## [Written request]
Render every line of the rows below as a Markdown table with two columns, Number and Line. Number the lines in order, omit blank lines, and leave the pictures out.

Pointing dataset excerpts:
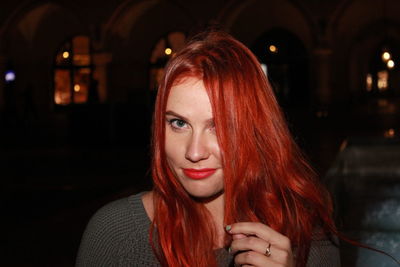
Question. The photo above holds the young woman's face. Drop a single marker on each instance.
(191, 143)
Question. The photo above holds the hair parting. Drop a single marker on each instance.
(266, 178)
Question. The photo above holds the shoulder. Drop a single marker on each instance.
(109, 227)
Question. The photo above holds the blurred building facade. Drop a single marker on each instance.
(75, 68)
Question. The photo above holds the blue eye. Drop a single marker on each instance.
(177, 123)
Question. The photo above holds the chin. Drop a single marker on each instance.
(205, 196)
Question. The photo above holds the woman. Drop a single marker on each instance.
(230, 184)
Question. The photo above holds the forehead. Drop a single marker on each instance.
(189, 96)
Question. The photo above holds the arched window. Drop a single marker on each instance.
(73, 72)
(383, 73)
(165, 48)
(284, 59)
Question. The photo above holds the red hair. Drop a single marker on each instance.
(266, 178)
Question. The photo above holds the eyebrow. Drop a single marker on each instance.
(172, 113)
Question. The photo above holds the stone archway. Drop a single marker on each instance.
(287, 62)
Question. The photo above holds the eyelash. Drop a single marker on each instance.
(172, 122)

## [Response to this exercise]
| Number | Line |
|---|---|
| 1 | Question. The photo above holds the young woman's face. Drop a single marker on each instance. |
| 2 | (191, 143) |
| 3 | Question. The photo above holds the hair parting. Drop a single marker on each instance. |
| 4 | (266, 178) |
| 5 | Question. The photo above holds the shoulder. Drop a single marker on each instance. |
| 6 | (109, 227) |
| 7 | Question. The photo above holds the blurred building facade. Drop a single marker on each instance. |
| 8 | (75, 68) |
| 9 | Question. The photo above holds the blue eye. Drop a single marker on each instance. |
| 10 | (177, 123) |
| 11 | Question. The photo above holds the chin. Drop a single marker on each instance. |
| 12 | (205, 196) |
| 13 | Question. The photo above holds the woman. Drop a single marker on each instance. |
| 14 | (230, 184) |
| 15 | Question. The photo above holds the forehead. Drop a single marker on each instance. |
| 16 | (189, 96) |
| 17 | Question. The photo above holds the arched window. Drop a single marker on each instance. |
| 18 | (73, 72) |
| 19 | (383, 73) |
| 20 | (165, 48) |
| 21 | (284, 59) |
| 22 | Question. The photo above holds the red hair. Drop a single marker on each instance. |
| 23 | (266, 178) |
| 24 | Question. The photo above holds the eyebrow. Drop a single marker on each instance. |
| 25 | (172, 113) |
| 26 | Question. The photo above holds the stone archway. Drop a single marker on each instance. |
| 27 | (287, 62) |
| 28 | Question. The photo above holds the eyelash. Drop a single marker on each instance. |
| 29 | (172, 122) |